France | France, Cour d'appel de Paris, Pôle 6 - chambre 8, 05 juillet 2012, 10/09178


RÉPUBLIQUE FRANÇAISE

AU NOM DU PEUPLE FRANÇAIS





COUR D'APPEL DE PARIS

Pôle 6 - Chambre 8



ARRÊT DU 05 Juillet 2012

(n° , pages)



Numéro d'inscription au répertoire général : S 10/09178



Décision déférée à la Cour : jugement rendu le 16 Septembre 2010 par le conseil de prud'hommes de PARIS section encadrement RG n° 08/08425



APPELANT

Monsieur [L] [C]

[Adresse 2]

[Adresse 2]

représenté par Me Jérôme BORZAKIAN, avocat au barreau de PARIS, toque : G0242





INTIMEE

GIE CENTRE D'ETUDES ET DE RECHERCHES ECONOMIQUES SUR L'ENERGIE (CEREN)

[Adresse 1]

[Adresse 1]

représentée par Me Anne LE BAULT DE LA MORINIÈRE, avocat au barr...

:::

Exercice écrit 1 » Résumez l'extrait de l'arrêt en deux phrases.
L'extrait de l'arrêt et les lignes n'ont aucun lien entre eux.

[Entrées de pointage et d'étiquetage]

:::

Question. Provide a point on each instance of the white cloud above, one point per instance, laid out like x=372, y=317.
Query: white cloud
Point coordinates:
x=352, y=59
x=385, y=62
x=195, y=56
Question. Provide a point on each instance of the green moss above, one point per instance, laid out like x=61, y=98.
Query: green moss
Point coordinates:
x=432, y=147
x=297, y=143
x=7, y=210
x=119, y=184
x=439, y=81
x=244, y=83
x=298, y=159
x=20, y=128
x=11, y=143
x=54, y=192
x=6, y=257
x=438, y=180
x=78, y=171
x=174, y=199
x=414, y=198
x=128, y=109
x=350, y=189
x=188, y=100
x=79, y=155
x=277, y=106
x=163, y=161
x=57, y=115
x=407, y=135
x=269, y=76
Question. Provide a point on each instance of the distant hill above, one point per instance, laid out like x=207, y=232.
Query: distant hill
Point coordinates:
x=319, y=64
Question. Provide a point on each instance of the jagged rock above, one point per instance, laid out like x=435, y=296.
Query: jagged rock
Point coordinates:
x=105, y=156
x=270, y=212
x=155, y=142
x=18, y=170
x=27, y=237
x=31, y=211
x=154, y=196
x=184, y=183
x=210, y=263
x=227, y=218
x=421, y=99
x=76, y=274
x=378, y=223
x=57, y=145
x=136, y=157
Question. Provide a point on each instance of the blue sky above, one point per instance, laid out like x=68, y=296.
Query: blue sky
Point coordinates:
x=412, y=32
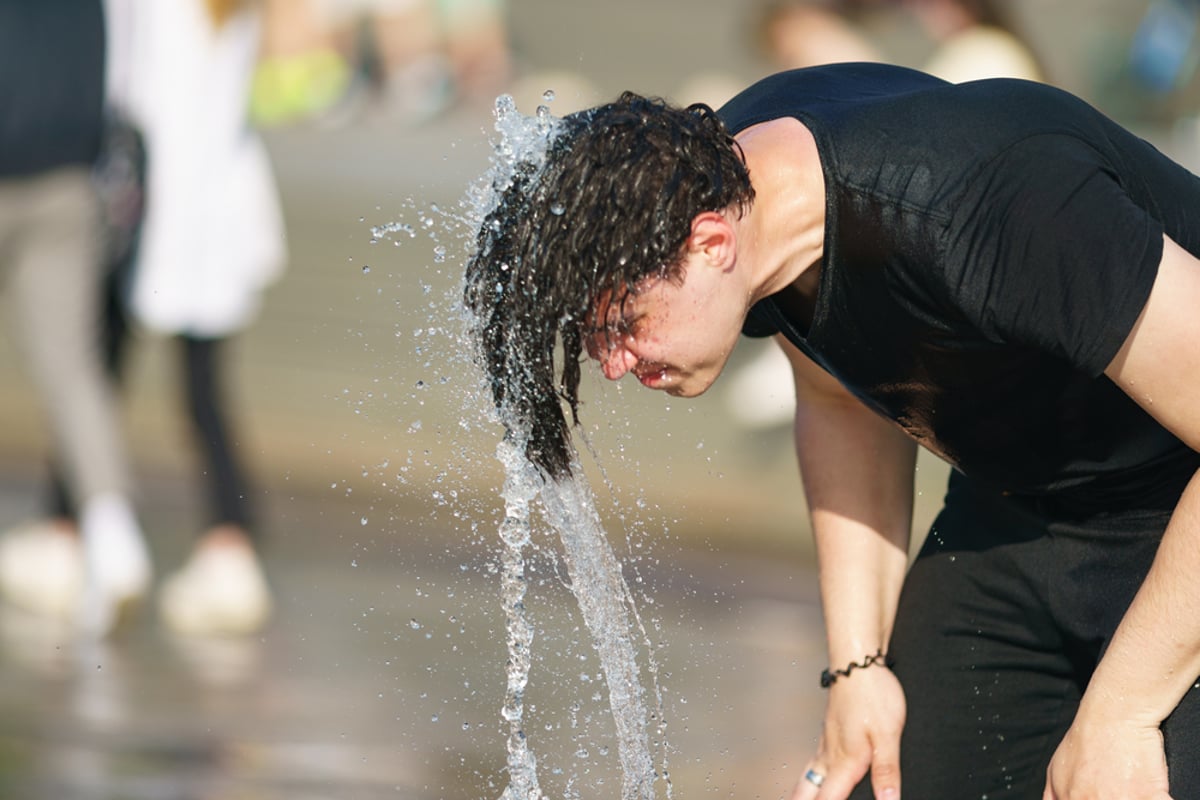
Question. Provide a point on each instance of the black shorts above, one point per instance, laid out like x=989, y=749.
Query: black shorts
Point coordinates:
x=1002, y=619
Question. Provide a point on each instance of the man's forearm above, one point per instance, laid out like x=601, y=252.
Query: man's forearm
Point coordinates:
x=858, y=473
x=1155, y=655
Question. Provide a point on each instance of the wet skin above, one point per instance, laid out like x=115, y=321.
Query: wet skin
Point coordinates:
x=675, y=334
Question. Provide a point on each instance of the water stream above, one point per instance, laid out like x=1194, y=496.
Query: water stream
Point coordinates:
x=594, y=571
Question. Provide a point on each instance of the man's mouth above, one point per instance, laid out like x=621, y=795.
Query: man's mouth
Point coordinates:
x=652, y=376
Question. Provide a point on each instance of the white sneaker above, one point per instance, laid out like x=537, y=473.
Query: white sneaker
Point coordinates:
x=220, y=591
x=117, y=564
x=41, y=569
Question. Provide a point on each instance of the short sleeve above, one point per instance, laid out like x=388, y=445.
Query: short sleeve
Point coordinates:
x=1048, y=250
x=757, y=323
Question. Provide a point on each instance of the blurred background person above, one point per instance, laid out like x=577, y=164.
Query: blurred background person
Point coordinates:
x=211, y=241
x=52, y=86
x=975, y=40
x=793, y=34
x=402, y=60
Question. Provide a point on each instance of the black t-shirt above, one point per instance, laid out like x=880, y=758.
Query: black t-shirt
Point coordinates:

:::

Exercice écrit 2 » Réécrivez, s'il vous plaît, tout ce qui va de la ligne contenant « Question. Provide a point on each instance of the black t-shirt » jusqu'à la dernière des lignes, en remplaçant « black t-shirt » par « gray t-shirt » sans rien modifier d'autre.

Réponse complète 1 » Il s'agit d'un arrêt rendu le 5 juillet 2012 par la cour d'appel de Paris, pôle 6, chambre 8, sur un jugement du conseil de prud'hommes de Paris, section encadrement, rendu le 16 septembre 2010. L'appelant est Monsieur [L] [C], représenté par Me Jérôme BORZAKIAN, et la partie intimée est le GIE CENTRE D'ETUDES ET DE RECHERCHES ECONOMIQUES SUR L'ENERGIE (CEREN), représenté par Me Anne LE BAULT DE LA MORINIÈRE.

Réponse complète 2 »
Question. Provide a point on each instance of the gray t-shirt above, one point per instance, laid out like x=880, y=758.
Query: gray t-shirt
Point coordinates:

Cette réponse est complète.